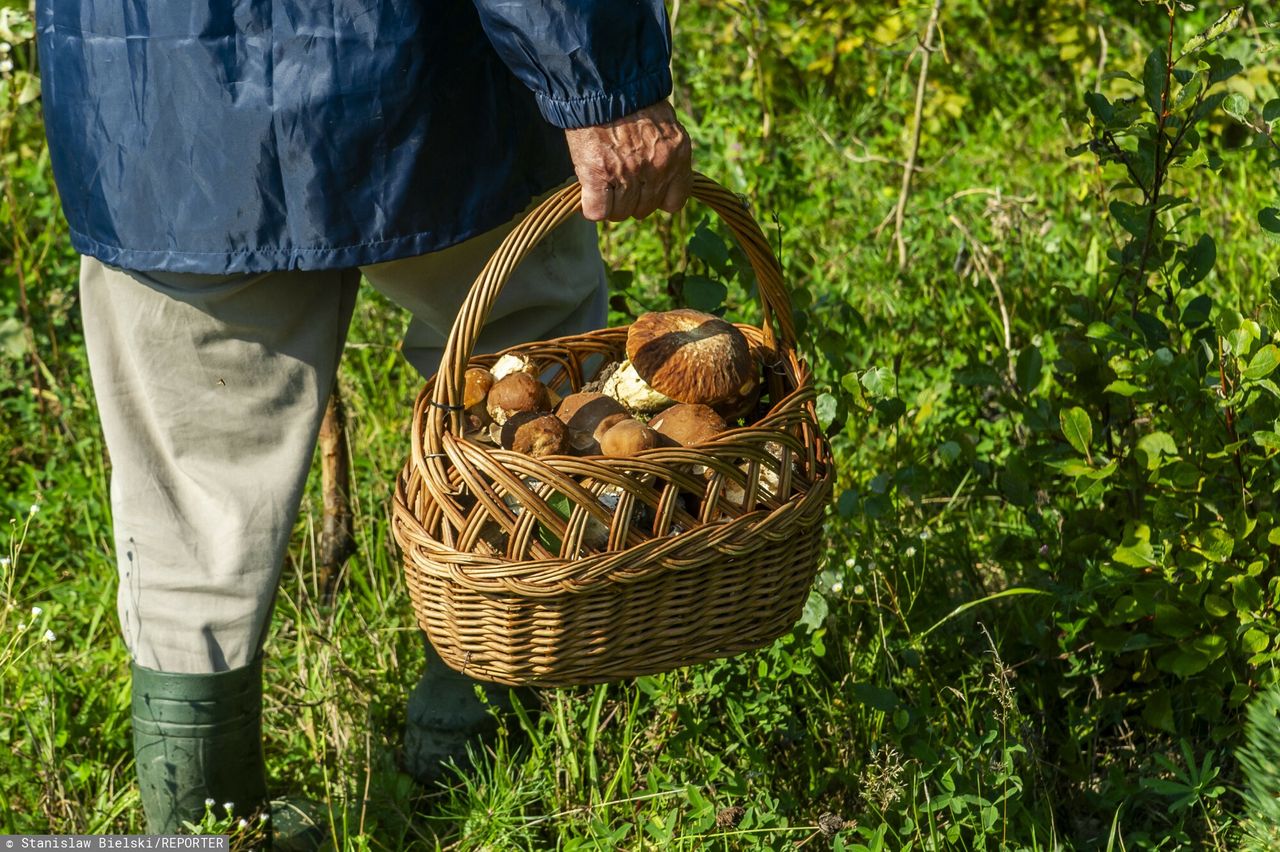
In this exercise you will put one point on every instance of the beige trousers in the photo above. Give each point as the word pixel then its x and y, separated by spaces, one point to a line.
pixel 211 388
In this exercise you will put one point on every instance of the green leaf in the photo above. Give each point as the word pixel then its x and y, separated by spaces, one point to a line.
pixel 703 294
pixel 1264 362
pixel 814 610
pixel 878 381
pixel 1255 640
pixel 1077 427
pixel 854 388
pixel 1153 78
pixel 1197 261
pixel 1123 388
pixel 1216 545
pixel 1156 445
pixel 708 247
pixel 1221 68
pixel 1225 23
pixel 1237 106
pixel 1100 106
pixel 1136 548
pixel 1197 311
pixel 1183 662
pixel 1266 440
pixel 1028 369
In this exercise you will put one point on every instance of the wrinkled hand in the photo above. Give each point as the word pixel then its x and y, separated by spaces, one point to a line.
pixel 634 165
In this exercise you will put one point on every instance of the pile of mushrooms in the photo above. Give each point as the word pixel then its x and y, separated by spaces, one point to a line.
pixel 684 374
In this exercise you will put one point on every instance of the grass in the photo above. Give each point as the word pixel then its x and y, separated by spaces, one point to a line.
pixel 922 702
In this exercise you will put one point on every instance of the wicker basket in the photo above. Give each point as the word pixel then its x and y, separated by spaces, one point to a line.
pixel 566 571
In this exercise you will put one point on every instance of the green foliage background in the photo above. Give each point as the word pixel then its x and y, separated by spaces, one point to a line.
pixel 1050 590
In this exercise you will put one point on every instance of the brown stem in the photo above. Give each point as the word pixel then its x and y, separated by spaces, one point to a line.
pixel 909 168
pixel 336 543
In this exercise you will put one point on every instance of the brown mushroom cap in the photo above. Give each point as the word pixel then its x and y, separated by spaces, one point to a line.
pixel 689 425
pixel 534 434
pixel 475 389
pixel 690 356
pixel 516 393
pixel 627 438
pixel 584 410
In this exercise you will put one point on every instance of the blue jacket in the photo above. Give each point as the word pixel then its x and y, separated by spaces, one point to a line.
pixel 227 136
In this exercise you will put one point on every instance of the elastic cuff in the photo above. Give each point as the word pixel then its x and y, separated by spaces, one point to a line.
pixel 602 108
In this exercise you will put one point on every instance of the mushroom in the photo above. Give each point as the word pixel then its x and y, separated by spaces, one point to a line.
pixel 627 438
pixel 516 393
pixel 684 356
pixel 510 363
pixel 535 434
pixel 588 416
pixel 475 390
pixel 688 425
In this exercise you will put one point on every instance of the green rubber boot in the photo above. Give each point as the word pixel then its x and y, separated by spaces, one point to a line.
pixel 444 715
pixel 199 738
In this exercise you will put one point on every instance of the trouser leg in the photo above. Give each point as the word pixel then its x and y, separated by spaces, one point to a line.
pixel 560 289
pixel 210 390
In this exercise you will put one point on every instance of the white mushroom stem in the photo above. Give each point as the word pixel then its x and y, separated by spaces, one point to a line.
pixel 626 385
pixel 510 363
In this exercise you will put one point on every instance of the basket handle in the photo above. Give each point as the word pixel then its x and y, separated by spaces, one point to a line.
pixel 543 220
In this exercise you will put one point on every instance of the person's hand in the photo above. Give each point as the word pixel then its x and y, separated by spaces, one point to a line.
pixel 634 165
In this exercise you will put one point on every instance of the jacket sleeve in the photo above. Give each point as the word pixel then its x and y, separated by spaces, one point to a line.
pixel 588 62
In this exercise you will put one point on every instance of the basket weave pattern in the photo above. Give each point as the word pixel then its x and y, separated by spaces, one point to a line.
pixel 563 571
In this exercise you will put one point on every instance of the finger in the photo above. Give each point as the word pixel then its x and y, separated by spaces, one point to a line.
pixel 595 200
pixel 625 197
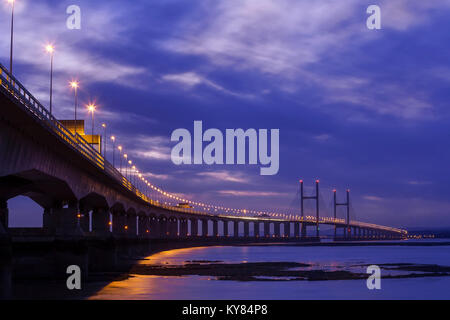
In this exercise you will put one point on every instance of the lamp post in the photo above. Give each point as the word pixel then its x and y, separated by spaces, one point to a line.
pixel 75 85
pixel 126 161
pixel 12 37
pixel 120 156
pixel 104 143
pixel 113 139
pixel 91 109
pixel 50 49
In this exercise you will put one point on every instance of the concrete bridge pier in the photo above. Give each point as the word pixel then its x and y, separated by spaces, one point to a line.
pixel 296 229
pixel 194 227
pixel 5 266
pixel 256 229
pixel 225 229
pixel 287 229
pixel 266 229
pixel 118 223
pixel 215 228
pixel 84 220
pixel 100 222
pixel 204 228
pixel 236 228
pixel 303 230
pixel 143 226
pixel 172 227
pixel 5 254
pixel 183 227
pixel 4 214
pixel 276 229
pixel 131 225
pixel 66 219
pixel 246 229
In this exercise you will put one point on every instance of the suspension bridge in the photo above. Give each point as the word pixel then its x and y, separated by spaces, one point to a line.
pixel 85 197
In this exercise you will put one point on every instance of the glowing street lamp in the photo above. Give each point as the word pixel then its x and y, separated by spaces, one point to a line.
pixel 74 85
pixel 91 108
pixel 51 50
pixel 120 156
pixel 113 139
pixel 129 169
pixel 11 2
pixel 104 136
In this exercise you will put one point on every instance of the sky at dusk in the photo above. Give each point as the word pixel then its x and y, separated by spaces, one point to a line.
pixel 358 108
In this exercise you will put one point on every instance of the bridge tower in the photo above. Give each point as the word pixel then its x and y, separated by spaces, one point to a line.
pixel 344 204
pixel 302 200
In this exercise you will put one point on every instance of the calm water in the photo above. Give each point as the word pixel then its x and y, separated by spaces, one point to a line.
pixel 329 258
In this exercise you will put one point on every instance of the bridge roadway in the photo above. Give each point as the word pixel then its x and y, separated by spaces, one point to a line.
pixel 84 197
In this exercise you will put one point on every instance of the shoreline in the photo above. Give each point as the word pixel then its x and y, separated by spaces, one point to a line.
pixel 54 290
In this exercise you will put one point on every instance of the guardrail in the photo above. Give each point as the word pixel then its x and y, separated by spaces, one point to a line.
pixel 10 85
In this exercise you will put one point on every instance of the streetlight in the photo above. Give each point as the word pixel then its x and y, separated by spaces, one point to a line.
pixel 74 85
pixel 50 49
pixel 104 135
pixel 120 156
pixel 12 37
pixel 129 169
pixel 126 161
pixel 113 138
pixel 91 108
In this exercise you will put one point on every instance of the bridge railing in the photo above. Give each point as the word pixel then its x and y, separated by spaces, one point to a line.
pixel 10 85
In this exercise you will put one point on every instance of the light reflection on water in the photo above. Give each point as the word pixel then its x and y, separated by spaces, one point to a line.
pixel 327 258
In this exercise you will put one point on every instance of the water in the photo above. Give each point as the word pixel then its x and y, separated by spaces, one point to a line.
pixel 327 258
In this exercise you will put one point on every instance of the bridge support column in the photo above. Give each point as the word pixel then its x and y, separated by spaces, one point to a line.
pixel 246 229
pixel 277 229
pixel 287 229
pixel 119 222
pixel 225 228
pixel 303 230
pixel 256 229
pixel 215 228
pixel 4 216
pixel 296 229
pixel 204 227
pixel 5 265
pixel 266 229
pixel 154 227
pixel 131 225
pixel 100 222
pixel 163 226
pixel 66 220
pixel 183 227
pixel 85 220
pixel 173 227
pixel 194 228
pixel 236 228
pixel 143 226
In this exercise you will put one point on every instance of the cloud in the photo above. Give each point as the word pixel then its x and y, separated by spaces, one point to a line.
pixel 286 39
pixel 224 176
pixel 192 79
pixel 372 198
pixel 38 23
pixel 419 183
pixel 240 193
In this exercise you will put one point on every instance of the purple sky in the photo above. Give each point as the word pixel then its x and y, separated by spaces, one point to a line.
pixel 358 108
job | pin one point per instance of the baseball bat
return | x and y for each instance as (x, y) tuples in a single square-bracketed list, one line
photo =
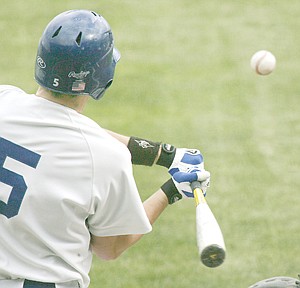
[(210, 239)]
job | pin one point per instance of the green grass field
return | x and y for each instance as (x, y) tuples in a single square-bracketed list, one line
[(184, 78)]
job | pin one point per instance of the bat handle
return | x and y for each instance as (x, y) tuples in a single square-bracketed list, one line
[(198, 193)]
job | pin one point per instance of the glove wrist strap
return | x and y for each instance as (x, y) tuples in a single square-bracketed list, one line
[(143, 152), (171, 191)]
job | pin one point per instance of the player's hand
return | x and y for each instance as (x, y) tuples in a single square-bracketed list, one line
[(179, 187), (183, 180), (184, 159)]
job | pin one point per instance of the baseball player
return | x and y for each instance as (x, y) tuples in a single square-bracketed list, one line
[(66, 185), (277, 282)]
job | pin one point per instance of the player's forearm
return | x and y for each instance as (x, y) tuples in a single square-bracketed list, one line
[(109, 248), (122, 138)]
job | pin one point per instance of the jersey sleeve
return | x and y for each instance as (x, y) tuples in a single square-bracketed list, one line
[(9, 88), (117, 208)]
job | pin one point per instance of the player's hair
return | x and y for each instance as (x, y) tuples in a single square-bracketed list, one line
[(60, 95)]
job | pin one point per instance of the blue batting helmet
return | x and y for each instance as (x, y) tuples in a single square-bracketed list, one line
[(76, 54)]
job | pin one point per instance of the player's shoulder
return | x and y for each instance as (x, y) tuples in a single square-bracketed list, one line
[(9, 89)]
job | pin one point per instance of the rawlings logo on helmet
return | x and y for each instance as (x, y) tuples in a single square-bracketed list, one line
[(81, 75)]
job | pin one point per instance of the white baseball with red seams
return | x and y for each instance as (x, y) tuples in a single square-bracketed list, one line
[(263, 62)]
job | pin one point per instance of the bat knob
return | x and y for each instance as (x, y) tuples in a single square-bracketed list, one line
[(213, 256)]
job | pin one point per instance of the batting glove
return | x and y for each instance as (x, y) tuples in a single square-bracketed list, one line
[(184, 159), (179, 187)]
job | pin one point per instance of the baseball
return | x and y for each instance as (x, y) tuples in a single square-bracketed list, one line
[(263, 62)]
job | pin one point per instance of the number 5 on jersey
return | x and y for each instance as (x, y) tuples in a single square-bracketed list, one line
[(16, 181)]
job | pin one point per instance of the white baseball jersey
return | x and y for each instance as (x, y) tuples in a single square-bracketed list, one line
[(62, 177)]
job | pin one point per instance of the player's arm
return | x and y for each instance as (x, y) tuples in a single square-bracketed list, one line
[(109, 248), (174, 189), (146, 152)]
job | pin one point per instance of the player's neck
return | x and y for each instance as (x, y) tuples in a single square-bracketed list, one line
[(77, 103)]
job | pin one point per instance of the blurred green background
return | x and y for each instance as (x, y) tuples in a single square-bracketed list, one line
[(184, 78)]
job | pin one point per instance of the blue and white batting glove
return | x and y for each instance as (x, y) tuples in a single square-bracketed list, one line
[(184, 159), (179, 186)]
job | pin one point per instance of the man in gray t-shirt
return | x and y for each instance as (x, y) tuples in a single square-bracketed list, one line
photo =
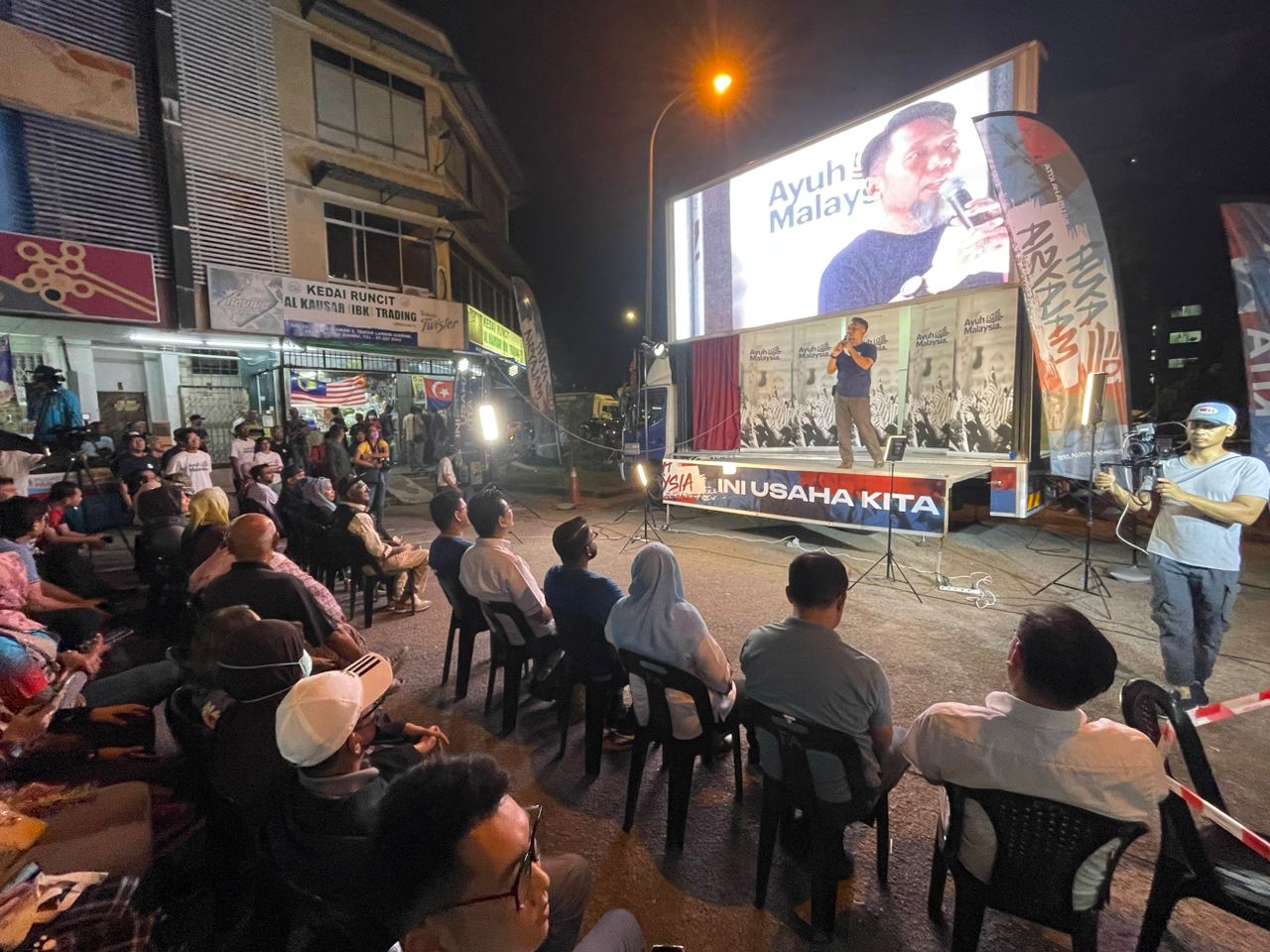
[(802, 667), (1206, 497)]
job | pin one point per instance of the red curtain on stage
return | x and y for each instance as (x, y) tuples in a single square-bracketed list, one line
[(716, 394)]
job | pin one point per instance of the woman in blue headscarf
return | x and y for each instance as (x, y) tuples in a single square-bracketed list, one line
[(658, 622)]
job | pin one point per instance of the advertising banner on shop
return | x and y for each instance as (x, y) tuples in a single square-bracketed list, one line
[(1247, 231), (539, 367), (843, 499), (254, 302), (1061, 250), (987, 340)]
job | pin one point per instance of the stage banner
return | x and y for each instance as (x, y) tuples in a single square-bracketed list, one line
[(1061, 249), (1247, 231), (931, 373), (842, 499), (983, 402), (813, 388), (541, 389), (767, 416), (257, 302)]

- **The problem**: Please repeat word for word the part of the rows that opens at their start and closes with the line containing "pixel 684 374", including that final line. Leave the pictures out of your answer.

- **Result of this task**:
In this exercise you will put one point on every instance of the beige trousers in the photo above. Give each point as the word pixel then its x and y, separated by spaces, one point to a line.
pixel 211 388
In this exercise you will put one point on every instance of the green leaf in the photo above. Give each point as the word pixel then its x and y, separated by spaces, one point to a line.
pixel 703 294
pixel 1264 362
pixel 814 610
pixel 878 381
pixel 1255 640
pixel 1077 427
pixel 854 388
pixel 1153 78
pixel 1197 261
pixel 1123 388
pixel 1216 545
pixel 1156 445
pixel 708 247
pixel 1221 68
pixel 1225 23
pixel 1237 106
pixel 1100 106
pixel 1136 548
pixel 1197 311
pixel 1183 662
pixel 1266 440
pixel 1028 369
In this exercise you will put one point on every instance of the wrinkled hand in the photo above. Give each point as the word pixel then its x and y, separated by spaces, one point to a line.
pixel 634 165
In this exercise you will put one point on every instance of the pile of mushrooms in the photo above. Give each point as the word pixel then its x and y, separated by spaces, one point to a line.
pixel 684 374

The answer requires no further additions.